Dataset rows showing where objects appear
◇ ◇ ◇

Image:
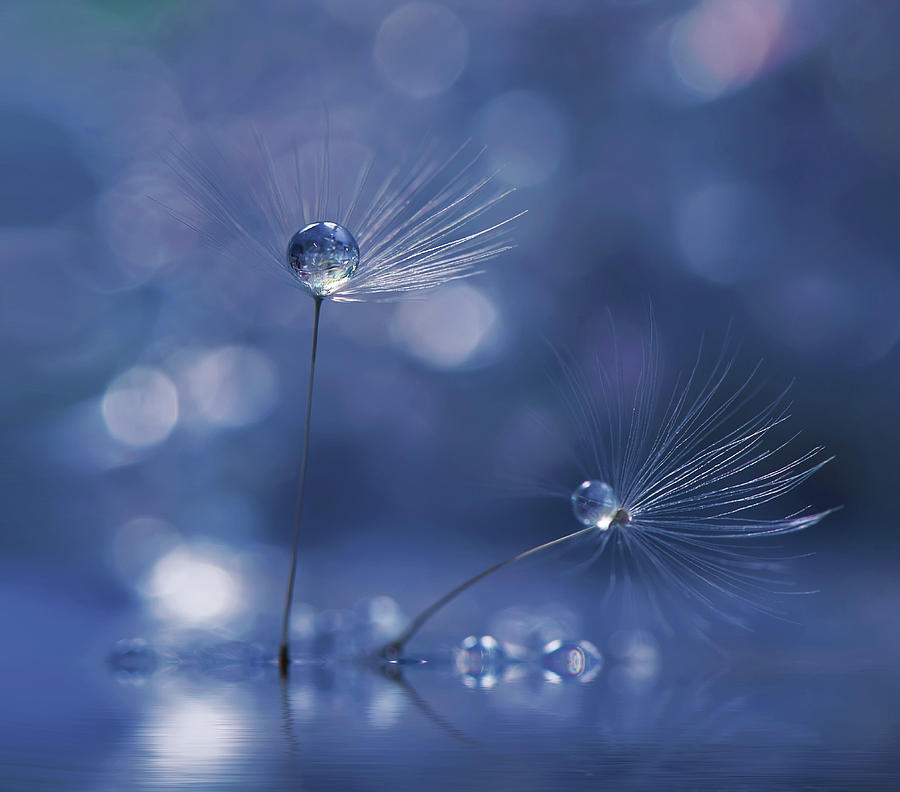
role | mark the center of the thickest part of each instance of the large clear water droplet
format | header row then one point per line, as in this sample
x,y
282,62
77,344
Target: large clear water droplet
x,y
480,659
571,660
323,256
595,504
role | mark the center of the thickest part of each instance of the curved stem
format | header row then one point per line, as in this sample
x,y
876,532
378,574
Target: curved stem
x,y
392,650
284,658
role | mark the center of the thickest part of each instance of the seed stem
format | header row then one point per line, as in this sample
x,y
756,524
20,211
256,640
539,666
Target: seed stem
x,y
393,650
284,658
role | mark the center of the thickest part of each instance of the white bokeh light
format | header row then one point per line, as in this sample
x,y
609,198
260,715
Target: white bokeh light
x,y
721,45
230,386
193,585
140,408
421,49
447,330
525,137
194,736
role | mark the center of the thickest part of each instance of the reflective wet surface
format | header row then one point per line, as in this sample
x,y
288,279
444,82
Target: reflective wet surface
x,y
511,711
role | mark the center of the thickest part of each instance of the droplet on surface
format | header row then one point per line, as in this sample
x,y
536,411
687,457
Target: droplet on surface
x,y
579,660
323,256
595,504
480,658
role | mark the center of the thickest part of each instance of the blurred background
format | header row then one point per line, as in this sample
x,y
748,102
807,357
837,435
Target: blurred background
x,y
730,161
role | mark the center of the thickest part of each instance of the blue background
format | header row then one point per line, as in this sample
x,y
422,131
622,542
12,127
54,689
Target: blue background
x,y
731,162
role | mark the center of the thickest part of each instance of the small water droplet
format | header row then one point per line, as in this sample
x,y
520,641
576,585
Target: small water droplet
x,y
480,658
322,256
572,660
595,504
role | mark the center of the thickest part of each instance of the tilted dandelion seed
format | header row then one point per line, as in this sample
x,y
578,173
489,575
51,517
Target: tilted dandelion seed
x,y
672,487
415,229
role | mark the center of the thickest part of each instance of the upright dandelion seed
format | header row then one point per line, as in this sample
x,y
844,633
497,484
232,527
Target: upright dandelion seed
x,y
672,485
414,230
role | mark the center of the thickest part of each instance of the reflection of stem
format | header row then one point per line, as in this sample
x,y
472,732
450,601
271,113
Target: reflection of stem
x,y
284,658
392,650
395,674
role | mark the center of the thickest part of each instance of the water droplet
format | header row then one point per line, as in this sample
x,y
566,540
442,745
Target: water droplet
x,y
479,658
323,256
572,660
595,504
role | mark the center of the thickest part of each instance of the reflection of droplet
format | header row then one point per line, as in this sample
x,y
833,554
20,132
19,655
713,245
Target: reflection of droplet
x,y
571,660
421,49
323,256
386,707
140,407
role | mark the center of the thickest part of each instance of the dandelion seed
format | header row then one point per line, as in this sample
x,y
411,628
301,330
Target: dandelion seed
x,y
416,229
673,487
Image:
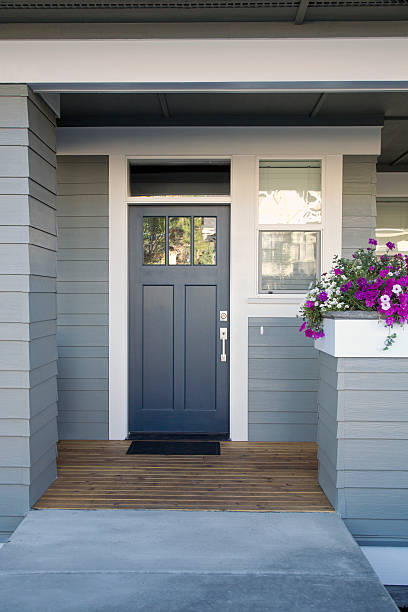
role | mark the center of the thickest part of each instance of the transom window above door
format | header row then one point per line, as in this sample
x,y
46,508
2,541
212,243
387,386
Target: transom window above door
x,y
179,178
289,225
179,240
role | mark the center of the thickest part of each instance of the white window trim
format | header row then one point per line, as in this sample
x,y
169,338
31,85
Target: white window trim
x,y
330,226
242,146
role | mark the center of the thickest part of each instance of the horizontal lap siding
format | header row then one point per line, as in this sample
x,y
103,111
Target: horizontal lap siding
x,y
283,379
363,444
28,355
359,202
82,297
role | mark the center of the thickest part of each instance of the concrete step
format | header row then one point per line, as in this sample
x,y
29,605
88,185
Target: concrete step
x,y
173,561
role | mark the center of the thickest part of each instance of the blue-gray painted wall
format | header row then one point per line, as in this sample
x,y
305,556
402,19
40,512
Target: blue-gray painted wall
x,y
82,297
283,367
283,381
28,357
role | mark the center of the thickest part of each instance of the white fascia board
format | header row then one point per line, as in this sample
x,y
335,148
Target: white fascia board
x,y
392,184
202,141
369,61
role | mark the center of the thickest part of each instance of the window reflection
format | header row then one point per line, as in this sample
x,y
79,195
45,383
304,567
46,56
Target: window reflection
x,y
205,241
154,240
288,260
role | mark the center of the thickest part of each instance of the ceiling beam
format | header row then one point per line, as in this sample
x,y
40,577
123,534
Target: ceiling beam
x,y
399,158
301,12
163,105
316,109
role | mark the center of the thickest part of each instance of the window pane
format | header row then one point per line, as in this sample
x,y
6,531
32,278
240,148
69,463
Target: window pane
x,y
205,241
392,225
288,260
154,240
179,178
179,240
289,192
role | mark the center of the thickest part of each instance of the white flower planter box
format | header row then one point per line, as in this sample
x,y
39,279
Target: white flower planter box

◇ ◇ ◇

What you have to do :: Rewrite the listing from the line with "the window pane" through its final line, switching "thickest part" to "widest part" and leaving everything else unchanged.

Result ::
role | mark the center of the widest part of each instance of the window pane
format | header row then one point per line, as in this sample
x,y
6,531
32,278
240,148
69,463
Target: window pane
x,y
205,241
392,225
288,260
154,240
179,178
179,240
289,192
role | mark the center of the widest part of each instance of the white flower planter box
format | header row then one point per line, as in this sample
x,y
39,279
Target: white flower planter box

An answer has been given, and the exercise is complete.